* [What is asked]: Reproduce the stretch of the search tools passage from "Pick googlesearch when" through "and Baidu-indexed results.", word for word.

* [Selected extract]:
Pick googlesearch when you want Google-backed ranking without introducing an API key dependency.
If you need a first-party paid Google SERP API with more predictable structure, use serper or serpapi instead.
The current MindRoom wrapper makes this tool available without dedicated dashboard integration or OAuth.

[`baidusearch`]

baidusearch is the Baidu-specific search tool for Chinese-language search and Baidu-indexed results.

What It Does

baidusearch exposes one method, baidu_search(query, max_results=5, language="zh"). fixed_language overrides the per-call language, and non-two-letter language values are normalized through pycountry when possible. If language normalization fails, the upstream tool falls back to zh. The returned payload is a JSON array with title, url, abstract, and rank.

Records of labeled points:
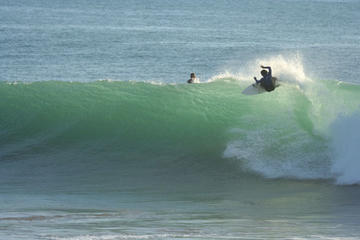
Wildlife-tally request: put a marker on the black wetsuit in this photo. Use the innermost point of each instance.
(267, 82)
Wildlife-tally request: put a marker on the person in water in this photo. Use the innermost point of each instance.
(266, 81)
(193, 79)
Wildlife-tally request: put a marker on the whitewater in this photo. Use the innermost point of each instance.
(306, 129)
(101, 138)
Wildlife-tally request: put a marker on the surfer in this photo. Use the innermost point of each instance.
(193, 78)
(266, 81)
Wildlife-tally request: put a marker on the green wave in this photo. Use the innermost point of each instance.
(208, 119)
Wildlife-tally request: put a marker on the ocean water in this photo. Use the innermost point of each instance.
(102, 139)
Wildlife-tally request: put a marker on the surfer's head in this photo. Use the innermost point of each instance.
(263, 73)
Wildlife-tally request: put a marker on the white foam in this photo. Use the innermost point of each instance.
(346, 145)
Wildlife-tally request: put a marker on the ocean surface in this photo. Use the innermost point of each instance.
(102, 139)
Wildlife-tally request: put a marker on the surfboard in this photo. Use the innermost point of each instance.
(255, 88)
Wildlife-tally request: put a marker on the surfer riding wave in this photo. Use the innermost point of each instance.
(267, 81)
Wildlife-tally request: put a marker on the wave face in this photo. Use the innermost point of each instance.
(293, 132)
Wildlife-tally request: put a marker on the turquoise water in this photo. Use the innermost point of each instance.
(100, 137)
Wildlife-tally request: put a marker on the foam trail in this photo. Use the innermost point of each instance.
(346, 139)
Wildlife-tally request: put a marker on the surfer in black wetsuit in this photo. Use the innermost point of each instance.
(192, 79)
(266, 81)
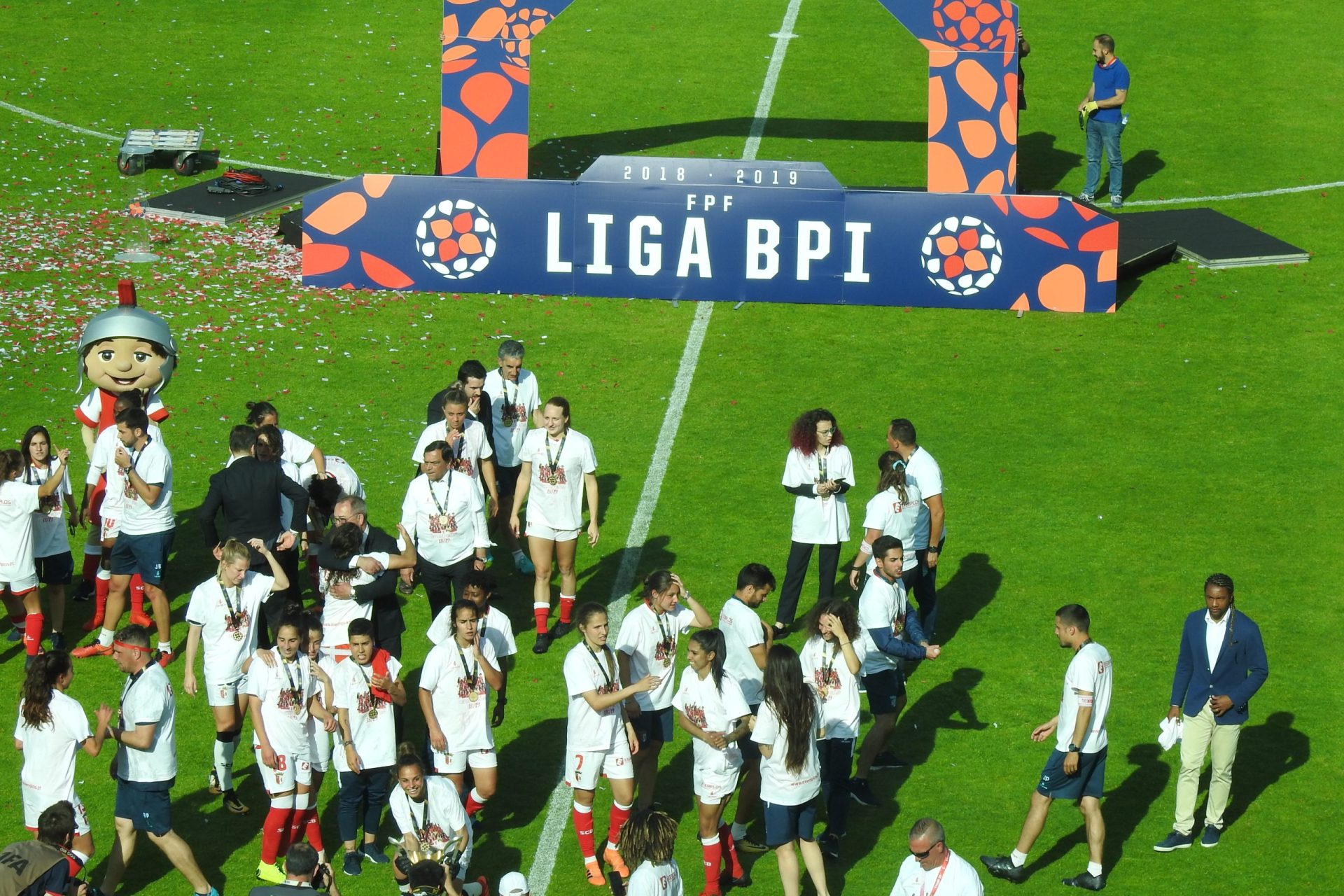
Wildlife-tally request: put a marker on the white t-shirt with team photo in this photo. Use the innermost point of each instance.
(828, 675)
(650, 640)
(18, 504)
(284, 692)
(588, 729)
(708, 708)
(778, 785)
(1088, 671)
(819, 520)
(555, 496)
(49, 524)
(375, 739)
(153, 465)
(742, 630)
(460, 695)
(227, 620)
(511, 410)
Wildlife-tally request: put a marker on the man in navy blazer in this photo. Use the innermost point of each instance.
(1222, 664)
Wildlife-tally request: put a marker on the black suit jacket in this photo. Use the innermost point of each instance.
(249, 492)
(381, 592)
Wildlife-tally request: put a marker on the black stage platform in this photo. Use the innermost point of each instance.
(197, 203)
...
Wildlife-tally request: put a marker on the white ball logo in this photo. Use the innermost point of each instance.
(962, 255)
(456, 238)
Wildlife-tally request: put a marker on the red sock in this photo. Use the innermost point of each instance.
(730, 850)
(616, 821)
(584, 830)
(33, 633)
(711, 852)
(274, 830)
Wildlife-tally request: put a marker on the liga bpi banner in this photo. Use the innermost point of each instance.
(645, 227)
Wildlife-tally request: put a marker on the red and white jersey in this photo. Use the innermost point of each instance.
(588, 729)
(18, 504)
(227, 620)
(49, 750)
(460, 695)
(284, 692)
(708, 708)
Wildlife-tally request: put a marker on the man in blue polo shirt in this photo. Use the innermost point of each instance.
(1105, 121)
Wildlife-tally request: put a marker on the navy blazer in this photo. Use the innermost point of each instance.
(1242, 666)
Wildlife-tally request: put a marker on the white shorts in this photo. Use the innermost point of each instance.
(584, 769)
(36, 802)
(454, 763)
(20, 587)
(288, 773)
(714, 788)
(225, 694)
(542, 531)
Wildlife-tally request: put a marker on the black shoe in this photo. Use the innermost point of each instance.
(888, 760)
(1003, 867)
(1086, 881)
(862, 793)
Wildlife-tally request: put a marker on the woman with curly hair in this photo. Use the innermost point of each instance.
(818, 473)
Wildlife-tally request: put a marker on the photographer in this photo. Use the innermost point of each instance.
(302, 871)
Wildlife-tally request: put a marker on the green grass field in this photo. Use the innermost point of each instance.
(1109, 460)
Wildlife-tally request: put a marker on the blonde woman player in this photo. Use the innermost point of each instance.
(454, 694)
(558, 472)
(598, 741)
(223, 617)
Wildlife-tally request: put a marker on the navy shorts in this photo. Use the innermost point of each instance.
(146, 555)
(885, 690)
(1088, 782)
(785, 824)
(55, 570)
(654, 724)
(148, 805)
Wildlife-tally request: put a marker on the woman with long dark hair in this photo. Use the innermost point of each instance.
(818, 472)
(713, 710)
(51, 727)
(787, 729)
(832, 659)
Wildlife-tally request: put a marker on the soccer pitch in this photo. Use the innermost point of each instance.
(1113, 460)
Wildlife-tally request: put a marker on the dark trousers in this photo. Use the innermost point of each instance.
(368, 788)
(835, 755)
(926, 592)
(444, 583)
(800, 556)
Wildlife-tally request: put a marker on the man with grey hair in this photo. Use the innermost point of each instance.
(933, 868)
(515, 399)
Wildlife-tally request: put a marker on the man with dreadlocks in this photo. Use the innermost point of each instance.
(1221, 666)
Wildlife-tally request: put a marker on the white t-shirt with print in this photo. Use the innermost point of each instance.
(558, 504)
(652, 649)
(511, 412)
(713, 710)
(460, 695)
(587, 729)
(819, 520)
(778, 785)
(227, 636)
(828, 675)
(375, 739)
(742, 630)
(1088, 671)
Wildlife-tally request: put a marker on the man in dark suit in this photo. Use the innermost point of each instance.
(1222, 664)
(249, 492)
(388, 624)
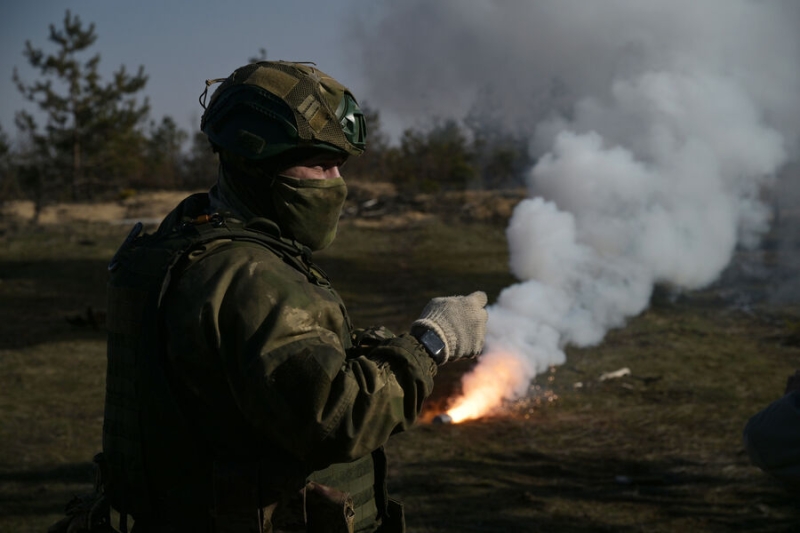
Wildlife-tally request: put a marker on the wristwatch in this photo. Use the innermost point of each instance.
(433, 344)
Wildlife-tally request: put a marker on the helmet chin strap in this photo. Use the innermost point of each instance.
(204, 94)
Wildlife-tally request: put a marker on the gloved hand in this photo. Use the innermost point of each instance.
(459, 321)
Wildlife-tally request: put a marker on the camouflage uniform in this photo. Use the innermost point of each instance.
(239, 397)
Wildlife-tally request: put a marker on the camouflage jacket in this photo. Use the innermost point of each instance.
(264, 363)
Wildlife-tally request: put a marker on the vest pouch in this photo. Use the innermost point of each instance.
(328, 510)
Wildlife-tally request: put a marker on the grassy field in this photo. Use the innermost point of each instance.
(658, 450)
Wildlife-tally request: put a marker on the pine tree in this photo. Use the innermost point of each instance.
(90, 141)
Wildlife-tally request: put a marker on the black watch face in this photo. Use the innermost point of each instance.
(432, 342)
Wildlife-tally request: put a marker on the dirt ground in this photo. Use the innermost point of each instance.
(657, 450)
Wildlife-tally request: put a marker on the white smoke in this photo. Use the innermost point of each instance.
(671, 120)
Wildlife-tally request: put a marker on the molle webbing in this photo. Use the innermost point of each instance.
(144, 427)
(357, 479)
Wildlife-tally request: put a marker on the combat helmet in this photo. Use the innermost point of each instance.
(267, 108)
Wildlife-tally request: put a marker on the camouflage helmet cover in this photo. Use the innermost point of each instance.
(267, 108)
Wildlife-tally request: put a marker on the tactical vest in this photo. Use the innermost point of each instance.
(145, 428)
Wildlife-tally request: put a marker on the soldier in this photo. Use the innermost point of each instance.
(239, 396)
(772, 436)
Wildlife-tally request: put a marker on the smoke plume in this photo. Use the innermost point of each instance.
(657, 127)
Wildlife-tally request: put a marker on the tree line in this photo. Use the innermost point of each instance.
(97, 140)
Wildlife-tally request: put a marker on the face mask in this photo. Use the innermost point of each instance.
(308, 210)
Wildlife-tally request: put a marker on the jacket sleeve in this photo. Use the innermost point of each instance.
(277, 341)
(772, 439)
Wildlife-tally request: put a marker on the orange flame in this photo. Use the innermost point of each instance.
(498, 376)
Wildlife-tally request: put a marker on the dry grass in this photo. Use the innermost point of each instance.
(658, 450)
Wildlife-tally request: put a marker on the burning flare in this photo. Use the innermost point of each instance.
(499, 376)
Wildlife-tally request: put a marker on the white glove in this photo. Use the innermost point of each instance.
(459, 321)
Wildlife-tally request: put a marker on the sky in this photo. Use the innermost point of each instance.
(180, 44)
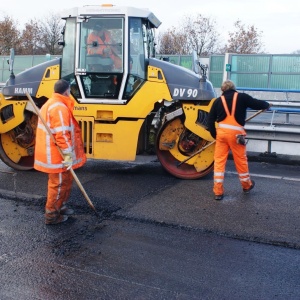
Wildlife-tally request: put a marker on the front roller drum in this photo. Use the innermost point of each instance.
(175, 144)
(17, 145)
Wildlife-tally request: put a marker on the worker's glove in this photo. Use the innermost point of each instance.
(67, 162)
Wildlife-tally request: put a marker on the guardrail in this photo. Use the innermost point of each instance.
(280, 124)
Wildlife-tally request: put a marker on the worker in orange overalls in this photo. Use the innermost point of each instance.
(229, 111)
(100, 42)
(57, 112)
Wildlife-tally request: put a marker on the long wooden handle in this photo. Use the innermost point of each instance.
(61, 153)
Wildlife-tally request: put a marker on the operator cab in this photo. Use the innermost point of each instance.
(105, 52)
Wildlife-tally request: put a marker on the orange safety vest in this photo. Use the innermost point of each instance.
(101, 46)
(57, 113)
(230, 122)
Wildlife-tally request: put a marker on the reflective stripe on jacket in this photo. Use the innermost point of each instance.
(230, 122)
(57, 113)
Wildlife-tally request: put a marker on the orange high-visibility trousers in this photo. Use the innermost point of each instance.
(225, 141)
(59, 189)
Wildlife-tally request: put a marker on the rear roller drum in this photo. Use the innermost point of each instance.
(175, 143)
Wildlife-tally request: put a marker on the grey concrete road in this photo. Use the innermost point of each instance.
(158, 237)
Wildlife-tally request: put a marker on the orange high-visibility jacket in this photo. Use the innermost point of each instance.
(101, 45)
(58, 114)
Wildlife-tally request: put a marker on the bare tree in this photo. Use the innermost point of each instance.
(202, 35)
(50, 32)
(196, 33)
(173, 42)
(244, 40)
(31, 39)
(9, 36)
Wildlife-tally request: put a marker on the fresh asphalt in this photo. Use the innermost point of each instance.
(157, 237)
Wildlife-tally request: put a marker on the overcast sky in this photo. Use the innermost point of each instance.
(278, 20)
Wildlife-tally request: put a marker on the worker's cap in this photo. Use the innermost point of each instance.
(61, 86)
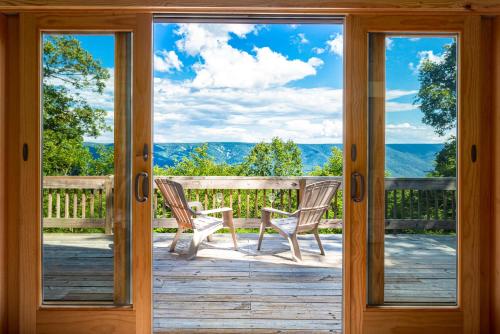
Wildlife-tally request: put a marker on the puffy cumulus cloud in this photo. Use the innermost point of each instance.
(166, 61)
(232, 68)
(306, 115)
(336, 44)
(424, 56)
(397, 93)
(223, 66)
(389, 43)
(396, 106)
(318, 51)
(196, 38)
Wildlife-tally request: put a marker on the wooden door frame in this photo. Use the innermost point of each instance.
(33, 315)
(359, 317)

* [Final answer]:
Pick googlesearch when you want Google-backed ranking without introducing an API key dependency.
If you need a first-party paid Google SERP API with more predictable structure, use serper or serpapi instead.
The current MindRoom wrapper makes this tool available without dedicated dashboard integration or OAuth.

[`baidusearch`]

baidusearch is the Baidu-specific search tool for Chinese-language search and Baidu-indexed results.